* [Aim] Please present the lines below as a Markdown table with the columns Row and Entry, covering only the stretch that opens with the line containing "arm, then give the position of each instance." and runs through the last line, both ends included. Number the rows and leave out any blank lines.

## begin

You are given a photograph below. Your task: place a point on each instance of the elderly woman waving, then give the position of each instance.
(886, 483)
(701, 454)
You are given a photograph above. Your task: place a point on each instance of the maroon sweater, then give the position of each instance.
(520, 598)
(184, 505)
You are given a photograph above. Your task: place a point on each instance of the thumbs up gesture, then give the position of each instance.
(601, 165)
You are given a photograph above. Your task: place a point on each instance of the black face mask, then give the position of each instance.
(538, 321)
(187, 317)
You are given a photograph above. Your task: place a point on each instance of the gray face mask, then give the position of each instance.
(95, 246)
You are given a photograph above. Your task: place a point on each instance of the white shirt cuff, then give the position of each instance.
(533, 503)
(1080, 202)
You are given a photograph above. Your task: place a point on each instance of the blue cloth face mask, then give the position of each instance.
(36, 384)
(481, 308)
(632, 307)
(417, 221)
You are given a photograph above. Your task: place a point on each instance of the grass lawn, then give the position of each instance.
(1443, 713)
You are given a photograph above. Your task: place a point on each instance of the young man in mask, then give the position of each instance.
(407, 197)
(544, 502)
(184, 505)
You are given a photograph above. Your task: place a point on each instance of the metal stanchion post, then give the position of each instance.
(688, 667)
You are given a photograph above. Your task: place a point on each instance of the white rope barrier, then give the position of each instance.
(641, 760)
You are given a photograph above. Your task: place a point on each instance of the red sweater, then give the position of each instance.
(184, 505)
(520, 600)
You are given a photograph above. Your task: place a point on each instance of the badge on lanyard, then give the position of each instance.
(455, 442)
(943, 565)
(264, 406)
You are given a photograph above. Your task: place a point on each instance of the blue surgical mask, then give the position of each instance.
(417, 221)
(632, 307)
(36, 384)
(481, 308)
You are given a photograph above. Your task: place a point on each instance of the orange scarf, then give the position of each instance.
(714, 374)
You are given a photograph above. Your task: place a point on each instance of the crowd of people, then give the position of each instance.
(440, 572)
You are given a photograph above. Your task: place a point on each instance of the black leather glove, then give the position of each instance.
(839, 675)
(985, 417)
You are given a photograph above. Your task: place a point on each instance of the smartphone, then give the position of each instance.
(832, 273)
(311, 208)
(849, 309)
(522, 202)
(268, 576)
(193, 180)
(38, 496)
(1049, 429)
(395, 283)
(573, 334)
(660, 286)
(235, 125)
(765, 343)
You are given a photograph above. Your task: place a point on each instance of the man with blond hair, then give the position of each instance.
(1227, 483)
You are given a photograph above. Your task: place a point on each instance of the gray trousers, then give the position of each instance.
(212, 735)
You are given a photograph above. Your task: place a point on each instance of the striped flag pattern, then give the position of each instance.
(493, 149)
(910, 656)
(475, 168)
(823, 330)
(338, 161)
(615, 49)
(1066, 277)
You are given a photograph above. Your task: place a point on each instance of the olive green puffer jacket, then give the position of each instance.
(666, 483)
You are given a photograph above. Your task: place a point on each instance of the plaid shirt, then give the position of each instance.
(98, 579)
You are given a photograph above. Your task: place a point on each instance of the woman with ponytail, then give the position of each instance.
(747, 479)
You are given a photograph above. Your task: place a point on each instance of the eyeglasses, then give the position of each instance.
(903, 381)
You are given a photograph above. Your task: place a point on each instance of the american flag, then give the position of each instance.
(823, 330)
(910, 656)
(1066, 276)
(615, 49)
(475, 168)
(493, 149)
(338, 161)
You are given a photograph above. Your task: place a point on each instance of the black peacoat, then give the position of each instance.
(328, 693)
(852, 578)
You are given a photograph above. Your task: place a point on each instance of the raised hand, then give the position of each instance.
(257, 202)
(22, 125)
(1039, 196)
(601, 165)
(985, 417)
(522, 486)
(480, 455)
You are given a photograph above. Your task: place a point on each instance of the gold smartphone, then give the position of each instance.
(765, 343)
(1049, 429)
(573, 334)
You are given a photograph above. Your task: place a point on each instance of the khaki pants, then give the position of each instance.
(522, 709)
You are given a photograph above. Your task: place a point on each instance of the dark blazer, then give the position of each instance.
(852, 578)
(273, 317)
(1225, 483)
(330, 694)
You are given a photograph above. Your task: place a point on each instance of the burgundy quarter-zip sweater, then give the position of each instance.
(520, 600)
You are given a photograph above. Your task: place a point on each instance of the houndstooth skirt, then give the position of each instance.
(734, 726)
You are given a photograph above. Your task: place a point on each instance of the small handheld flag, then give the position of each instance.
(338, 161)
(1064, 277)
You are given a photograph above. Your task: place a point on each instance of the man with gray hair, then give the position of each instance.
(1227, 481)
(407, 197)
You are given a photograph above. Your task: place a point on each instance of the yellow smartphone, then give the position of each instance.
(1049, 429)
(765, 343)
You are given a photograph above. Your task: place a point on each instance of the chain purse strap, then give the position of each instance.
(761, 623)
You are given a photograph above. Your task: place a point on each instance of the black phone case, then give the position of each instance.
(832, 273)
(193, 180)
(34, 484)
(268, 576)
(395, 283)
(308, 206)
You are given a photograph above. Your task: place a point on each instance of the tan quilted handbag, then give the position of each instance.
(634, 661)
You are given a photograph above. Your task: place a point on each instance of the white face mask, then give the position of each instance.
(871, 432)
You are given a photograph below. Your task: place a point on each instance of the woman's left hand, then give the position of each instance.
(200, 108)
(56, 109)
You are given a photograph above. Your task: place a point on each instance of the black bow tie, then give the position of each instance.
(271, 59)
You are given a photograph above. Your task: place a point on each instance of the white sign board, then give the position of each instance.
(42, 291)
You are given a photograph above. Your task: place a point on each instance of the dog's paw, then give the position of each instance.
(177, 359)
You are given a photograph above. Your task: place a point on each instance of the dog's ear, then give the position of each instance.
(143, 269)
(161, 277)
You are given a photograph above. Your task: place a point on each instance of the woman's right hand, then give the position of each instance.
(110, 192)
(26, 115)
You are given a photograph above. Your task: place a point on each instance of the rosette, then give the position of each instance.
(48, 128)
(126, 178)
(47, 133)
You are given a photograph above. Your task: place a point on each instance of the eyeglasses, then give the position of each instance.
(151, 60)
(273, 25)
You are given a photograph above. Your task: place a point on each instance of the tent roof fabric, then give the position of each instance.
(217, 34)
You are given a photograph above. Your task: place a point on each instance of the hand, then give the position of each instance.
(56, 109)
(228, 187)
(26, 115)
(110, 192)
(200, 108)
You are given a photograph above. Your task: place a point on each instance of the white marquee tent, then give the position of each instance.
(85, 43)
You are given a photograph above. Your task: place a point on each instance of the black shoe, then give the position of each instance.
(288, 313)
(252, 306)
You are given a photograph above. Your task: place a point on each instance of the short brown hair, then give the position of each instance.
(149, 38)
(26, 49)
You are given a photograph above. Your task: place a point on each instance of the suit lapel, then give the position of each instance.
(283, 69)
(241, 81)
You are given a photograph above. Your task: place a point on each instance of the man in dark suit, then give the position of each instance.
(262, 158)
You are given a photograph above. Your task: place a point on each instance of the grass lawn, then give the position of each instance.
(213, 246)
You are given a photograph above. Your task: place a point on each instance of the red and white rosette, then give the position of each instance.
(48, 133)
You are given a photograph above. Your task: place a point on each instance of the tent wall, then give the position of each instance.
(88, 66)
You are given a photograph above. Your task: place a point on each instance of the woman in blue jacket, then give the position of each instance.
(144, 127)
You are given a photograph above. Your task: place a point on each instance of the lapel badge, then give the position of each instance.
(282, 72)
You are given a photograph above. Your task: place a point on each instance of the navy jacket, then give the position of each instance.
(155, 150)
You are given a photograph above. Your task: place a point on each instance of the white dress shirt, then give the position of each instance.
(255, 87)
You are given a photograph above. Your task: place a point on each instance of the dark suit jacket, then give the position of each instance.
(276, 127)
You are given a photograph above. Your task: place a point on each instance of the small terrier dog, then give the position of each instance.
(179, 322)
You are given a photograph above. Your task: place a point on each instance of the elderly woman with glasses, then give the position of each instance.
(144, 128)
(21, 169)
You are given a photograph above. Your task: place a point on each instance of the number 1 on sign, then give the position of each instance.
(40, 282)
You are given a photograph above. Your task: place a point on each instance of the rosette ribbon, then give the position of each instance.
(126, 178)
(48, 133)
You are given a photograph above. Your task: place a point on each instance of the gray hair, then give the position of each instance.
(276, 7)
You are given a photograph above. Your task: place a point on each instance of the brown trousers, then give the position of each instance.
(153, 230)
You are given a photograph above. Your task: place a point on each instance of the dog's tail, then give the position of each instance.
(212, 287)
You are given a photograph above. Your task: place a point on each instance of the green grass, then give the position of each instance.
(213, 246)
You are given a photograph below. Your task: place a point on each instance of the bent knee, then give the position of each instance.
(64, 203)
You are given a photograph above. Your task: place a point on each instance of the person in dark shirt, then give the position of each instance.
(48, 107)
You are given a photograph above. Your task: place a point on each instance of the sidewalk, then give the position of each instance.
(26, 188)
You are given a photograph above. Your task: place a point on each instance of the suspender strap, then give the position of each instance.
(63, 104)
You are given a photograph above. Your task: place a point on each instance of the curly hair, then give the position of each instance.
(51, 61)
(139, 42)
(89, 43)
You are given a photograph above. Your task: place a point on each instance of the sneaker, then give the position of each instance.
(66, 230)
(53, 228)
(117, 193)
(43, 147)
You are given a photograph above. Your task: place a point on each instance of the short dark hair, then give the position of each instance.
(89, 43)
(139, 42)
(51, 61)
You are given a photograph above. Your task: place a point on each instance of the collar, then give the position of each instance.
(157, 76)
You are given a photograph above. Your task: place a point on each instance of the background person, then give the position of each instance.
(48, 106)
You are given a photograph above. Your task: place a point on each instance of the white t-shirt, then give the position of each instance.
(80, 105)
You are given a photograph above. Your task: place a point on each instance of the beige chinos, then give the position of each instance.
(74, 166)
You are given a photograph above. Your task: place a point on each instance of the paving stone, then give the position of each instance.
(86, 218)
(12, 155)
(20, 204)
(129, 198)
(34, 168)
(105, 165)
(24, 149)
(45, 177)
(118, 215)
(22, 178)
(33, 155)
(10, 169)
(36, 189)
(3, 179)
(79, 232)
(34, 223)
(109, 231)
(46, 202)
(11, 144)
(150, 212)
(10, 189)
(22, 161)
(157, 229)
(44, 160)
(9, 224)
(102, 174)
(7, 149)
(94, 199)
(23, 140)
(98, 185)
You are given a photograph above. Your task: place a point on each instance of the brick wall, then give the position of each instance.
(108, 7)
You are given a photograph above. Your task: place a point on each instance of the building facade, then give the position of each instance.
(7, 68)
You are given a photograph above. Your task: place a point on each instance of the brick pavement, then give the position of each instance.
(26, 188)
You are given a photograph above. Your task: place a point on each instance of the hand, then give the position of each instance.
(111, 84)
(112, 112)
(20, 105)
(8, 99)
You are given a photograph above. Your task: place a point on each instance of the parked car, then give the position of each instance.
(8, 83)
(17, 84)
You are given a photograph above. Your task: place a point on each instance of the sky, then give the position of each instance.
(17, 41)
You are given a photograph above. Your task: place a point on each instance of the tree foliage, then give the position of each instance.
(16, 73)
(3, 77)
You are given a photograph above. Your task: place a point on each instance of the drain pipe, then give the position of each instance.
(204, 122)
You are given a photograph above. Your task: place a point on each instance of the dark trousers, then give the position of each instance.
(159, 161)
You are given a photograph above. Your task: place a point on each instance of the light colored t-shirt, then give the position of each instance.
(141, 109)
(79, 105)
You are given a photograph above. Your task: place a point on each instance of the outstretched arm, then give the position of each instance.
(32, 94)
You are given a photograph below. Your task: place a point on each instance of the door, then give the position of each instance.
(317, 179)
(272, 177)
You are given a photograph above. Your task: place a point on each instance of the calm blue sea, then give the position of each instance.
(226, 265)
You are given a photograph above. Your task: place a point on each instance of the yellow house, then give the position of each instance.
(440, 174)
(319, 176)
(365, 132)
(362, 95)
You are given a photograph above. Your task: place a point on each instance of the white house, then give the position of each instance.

## end

* [Expected answer]
| Row | Entry |
|---|---|
| 1 | You are given a photograph above. Your task: place a point on each instance of the outstretched arm, then give the position of each instance. |
| 2 | (32, 94) |
| 3 | You are given a photograph below. Your task: place a point on each instance of the door, then give the position of each instance. |
| 4 | (317, 179) |
| 5 | (272, 177) |
| 6 | You are given a photograph above. Your task: place a point on each instance of the calm blue sea, then give the position of each instance. |
| 7 | (226, 265) |
| 8 | You are given a photograph above. Your task: place a point on each instance of the yellow house, then give the position of each instance. |
| 9 | (440, 174) |
| 10 | (319, 176) |
| 11 | (365, 132) |
| 12 | (362, 95) |
| 13 | You are given a photograph above. Your task: place a point on each instance of the white house, then give the position of each instance. |